(Extracted data entries)
++++++++
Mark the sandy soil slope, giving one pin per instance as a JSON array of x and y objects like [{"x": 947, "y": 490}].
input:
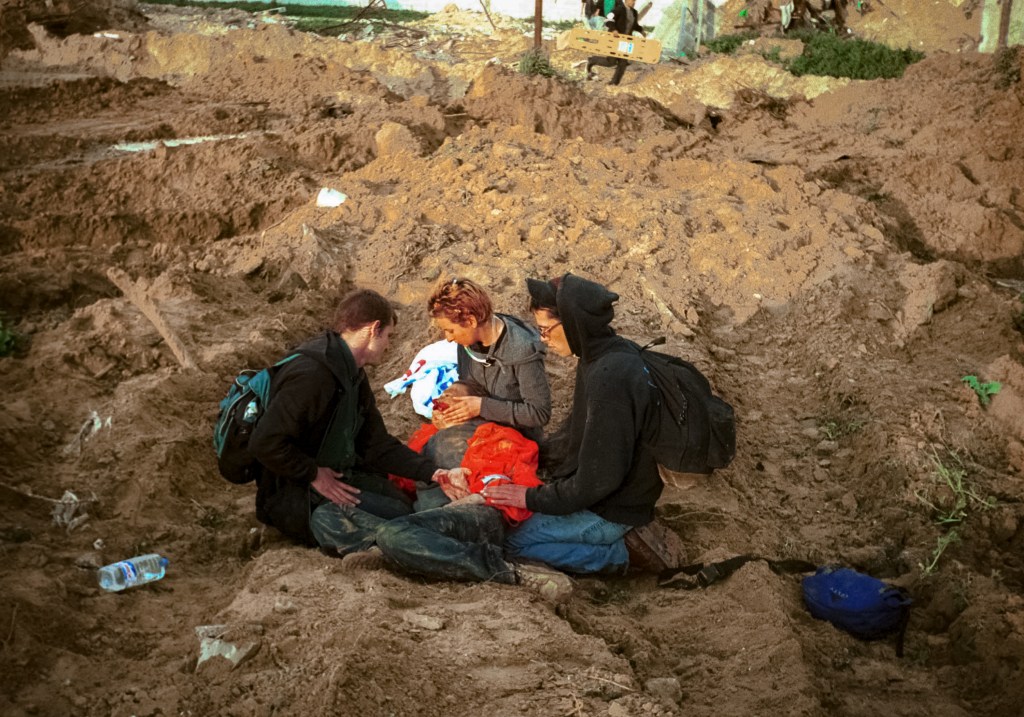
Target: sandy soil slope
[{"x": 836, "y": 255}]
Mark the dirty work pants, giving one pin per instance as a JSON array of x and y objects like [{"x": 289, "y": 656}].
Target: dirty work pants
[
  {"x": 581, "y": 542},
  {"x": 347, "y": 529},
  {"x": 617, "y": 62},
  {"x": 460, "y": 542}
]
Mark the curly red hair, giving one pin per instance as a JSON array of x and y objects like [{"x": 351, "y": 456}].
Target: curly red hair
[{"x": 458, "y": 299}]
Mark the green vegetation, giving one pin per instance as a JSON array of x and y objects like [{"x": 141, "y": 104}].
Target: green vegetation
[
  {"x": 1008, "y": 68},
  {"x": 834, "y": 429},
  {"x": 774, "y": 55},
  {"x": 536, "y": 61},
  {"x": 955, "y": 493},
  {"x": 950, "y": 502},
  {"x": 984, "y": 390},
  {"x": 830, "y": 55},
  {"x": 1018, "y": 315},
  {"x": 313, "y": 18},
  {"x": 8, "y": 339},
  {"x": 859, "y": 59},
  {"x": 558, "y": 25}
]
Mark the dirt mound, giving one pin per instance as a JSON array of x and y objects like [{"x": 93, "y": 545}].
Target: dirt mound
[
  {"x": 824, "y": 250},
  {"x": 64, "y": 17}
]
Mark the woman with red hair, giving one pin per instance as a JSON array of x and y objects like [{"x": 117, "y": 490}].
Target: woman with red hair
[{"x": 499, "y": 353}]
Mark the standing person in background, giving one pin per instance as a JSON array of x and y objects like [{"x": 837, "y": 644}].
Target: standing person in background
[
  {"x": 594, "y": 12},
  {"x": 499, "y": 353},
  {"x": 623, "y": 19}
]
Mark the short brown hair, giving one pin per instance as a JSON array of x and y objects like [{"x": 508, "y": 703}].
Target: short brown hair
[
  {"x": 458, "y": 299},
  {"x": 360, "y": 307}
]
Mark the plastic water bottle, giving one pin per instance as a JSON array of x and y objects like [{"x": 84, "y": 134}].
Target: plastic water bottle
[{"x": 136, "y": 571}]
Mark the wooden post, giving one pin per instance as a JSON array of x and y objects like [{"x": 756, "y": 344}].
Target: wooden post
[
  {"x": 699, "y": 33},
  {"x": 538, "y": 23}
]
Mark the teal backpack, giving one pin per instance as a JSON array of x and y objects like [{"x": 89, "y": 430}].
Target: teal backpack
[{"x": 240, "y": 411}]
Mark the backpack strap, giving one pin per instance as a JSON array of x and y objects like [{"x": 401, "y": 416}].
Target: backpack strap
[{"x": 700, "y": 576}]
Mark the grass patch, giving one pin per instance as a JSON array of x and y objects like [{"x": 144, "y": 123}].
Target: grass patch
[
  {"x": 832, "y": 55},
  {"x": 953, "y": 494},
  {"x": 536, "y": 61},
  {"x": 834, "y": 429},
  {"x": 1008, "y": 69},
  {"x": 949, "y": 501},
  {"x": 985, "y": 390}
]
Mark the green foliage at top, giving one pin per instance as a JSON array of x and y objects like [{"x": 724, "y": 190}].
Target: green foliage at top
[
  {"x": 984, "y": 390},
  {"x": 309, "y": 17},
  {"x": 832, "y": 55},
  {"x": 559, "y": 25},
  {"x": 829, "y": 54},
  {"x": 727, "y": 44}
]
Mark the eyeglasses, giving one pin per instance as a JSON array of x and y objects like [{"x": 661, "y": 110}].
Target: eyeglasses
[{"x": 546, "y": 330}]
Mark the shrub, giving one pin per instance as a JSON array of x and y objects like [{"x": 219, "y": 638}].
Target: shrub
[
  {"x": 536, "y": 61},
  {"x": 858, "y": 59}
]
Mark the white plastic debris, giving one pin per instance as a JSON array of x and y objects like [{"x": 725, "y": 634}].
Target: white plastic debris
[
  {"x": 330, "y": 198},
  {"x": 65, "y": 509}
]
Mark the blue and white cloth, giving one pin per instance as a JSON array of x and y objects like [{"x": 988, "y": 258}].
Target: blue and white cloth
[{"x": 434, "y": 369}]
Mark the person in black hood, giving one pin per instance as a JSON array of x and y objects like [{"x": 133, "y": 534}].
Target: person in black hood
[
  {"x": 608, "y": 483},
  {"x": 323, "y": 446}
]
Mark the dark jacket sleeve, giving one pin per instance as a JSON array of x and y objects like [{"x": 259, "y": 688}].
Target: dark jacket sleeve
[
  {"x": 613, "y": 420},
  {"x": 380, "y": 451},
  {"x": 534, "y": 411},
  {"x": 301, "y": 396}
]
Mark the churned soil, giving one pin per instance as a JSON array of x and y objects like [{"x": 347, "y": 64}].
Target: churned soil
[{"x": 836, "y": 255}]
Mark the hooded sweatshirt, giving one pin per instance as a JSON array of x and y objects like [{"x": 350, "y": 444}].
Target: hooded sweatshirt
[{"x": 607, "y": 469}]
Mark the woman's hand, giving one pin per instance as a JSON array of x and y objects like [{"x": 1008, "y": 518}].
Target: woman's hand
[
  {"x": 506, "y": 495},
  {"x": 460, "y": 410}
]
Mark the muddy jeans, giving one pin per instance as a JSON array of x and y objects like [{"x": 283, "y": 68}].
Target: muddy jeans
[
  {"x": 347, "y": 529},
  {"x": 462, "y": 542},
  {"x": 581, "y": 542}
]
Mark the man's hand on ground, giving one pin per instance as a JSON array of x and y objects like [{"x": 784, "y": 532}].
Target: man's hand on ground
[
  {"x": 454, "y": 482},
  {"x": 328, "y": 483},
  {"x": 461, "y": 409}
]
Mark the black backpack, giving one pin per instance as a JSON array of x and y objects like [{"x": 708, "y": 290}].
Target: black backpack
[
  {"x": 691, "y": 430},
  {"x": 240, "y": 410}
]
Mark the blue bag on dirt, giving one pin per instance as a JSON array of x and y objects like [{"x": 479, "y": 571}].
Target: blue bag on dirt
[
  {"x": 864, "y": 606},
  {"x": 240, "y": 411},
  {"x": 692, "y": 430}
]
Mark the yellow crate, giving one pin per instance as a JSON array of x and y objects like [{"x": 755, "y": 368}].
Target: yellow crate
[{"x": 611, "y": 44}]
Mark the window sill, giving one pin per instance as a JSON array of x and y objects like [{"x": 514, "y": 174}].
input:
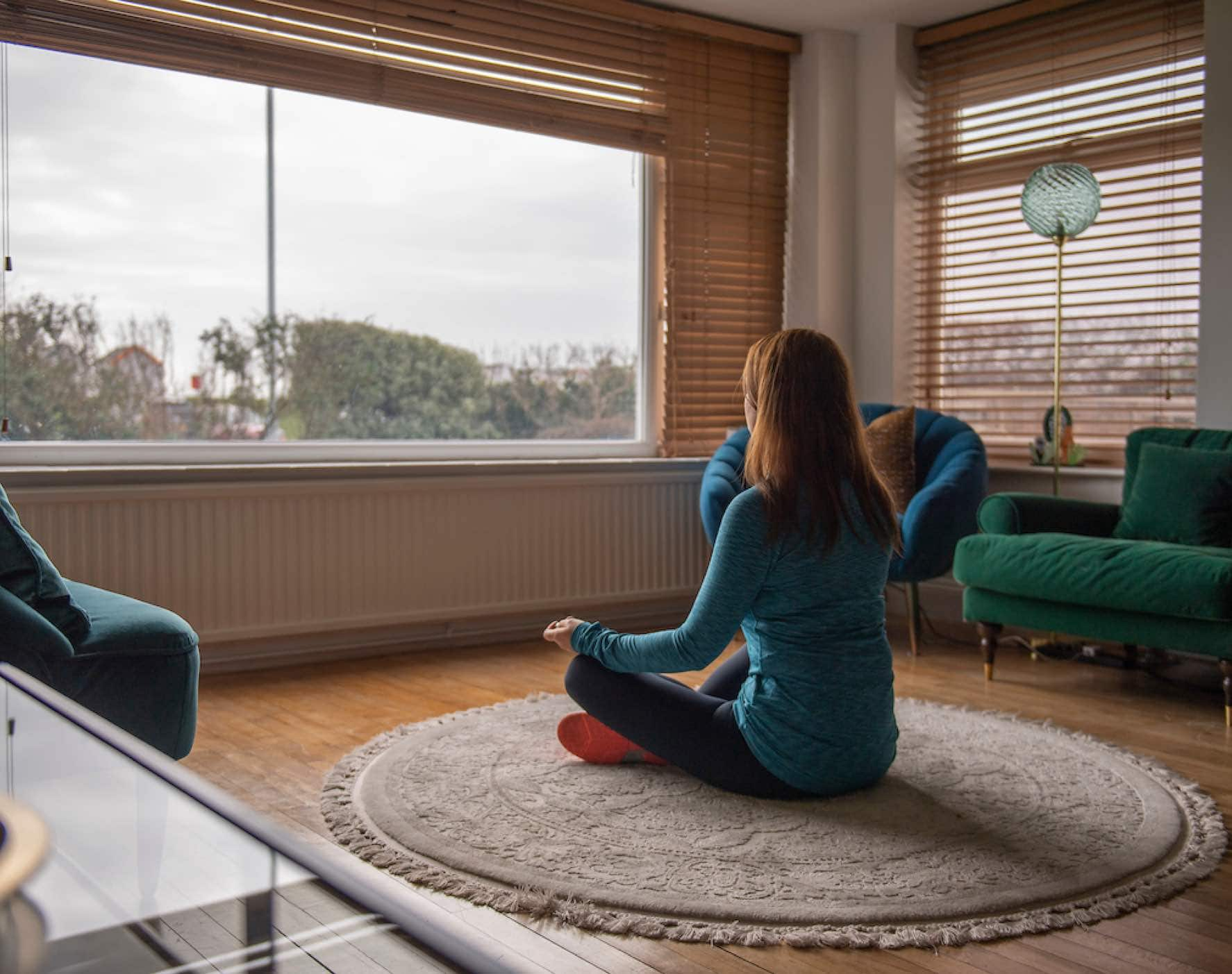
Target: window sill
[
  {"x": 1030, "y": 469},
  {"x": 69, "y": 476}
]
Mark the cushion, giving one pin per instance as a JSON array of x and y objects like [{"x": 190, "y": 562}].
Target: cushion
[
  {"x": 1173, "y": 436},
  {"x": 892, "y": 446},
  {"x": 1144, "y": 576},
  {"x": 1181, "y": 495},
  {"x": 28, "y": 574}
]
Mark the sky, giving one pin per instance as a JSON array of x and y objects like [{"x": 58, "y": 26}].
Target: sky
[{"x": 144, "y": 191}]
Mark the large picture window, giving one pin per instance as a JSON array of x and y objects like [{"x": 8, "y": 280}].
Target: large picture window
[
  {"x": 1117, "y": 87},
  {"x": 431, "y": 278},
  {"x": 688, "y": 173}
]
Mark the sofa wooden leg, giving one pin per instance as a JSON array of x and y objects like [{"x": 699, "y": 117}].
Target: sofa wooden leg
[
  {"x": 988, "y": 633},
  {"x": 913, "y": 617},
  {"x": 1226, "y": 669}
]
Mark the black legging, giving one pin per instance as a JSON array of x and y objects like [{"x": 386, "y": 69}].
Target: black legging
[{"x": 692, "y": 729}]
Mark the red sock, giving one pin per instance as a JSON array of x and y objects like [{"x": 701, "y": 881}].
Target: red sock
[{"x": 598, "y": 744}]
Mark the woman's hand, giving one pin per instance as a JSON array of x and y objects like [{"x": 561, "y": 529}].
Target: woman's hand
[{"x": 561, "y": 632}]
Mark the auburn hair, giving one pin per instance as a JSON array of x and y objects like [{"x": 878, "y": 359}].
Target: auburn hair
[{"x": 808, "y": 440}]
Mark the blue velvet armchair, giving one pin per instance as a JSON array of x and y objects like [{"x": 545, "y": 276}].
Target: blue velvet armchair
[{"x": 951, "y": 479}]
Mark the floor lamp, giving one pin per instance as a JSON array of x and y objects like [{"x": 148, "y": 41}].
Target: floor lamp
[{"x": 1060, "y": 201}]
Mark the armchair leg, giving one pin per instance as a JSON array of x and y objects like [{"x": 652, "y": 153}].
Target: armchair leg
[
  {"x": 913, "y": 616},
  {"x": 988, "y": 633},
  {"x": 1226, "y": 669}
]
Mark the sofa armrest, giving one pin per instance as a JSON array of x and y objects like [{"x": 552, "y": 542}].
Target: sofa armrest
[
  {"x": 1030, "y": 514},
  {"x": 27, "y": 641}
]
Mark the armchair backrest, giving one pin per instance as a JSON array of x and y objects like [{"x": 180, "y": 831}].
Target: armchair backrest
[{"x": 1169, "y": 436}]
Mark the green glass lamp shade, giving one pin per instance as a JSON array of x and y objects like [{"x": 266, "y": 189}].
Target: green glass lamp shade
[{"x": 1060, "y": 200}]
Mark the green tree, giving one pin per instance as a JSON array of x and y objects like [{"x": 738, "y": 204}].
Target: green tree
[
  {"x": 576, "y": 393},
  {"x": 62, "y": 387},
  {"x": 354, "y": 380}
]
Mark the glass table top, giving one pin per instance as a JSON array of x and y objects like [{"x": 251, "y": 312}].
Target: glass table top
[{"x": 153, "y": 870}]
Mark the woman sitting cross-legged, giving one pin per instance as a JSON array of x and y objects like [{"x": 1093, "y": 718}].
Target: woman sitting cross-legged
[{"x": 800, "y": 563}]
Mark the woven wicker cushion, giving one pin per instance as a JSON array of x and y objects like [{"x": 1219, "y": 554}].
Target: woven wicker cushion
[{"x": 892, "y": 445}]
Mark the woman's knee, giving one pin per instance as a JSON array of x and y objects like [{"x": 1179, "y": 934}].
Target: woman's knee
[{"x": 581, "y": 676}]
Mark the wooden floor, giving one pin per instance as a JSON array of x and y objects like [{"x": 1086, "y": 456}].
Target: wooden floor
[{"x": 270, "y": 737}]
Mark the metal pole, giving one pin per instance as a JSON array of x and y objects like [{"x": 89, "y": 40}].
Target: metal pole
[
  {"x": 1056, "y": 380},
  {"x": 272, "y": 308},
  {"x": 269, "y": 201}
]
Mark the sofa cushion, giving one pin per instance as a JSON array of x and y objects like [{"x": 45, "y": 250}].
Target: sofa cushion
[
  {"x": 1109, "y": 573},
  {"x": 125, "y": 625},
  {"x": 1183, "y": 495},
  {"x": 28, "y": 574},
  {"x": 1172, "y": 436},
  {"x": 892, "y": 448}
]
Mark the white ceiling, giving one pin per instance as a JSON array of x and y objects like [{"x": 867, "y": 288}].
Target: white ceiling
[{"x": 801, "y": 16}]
++++++++
Copy the rows above word for word, starting at the line that contains "Mark the metal" and continuing through the last line of the rows.

Mark the metal pole, giving one pin per instance as a JSON array of x and y objects like [{"x": 89, "y": 40}].
Target: metal pole
[
  {"x": 1056, "y": 380},
  {"x": 272, "y": 308},
  {"x": 269, "y": 201}
]
Mark the sofa cushion, giving one pin per instance as a JSON array of x and y objects like [{"x": 45, "y": 250}].
Target: sofa cushion
[
  {"x": 1109, "y": 573},
  {"x": 125, "y": 625},
  {"x": 1183, "y": 495},
  {"x": 28, "y": 574},
  {"x": 1172, "y": 436},
  {"x": 892, "y": 448}
]
Mark the white ceiling, giving one pin per instance as a JSON array of x and y objects like [{"x": 867, "y": 288}].
Target: white ceiling
[{"x": 801, "y": 16}]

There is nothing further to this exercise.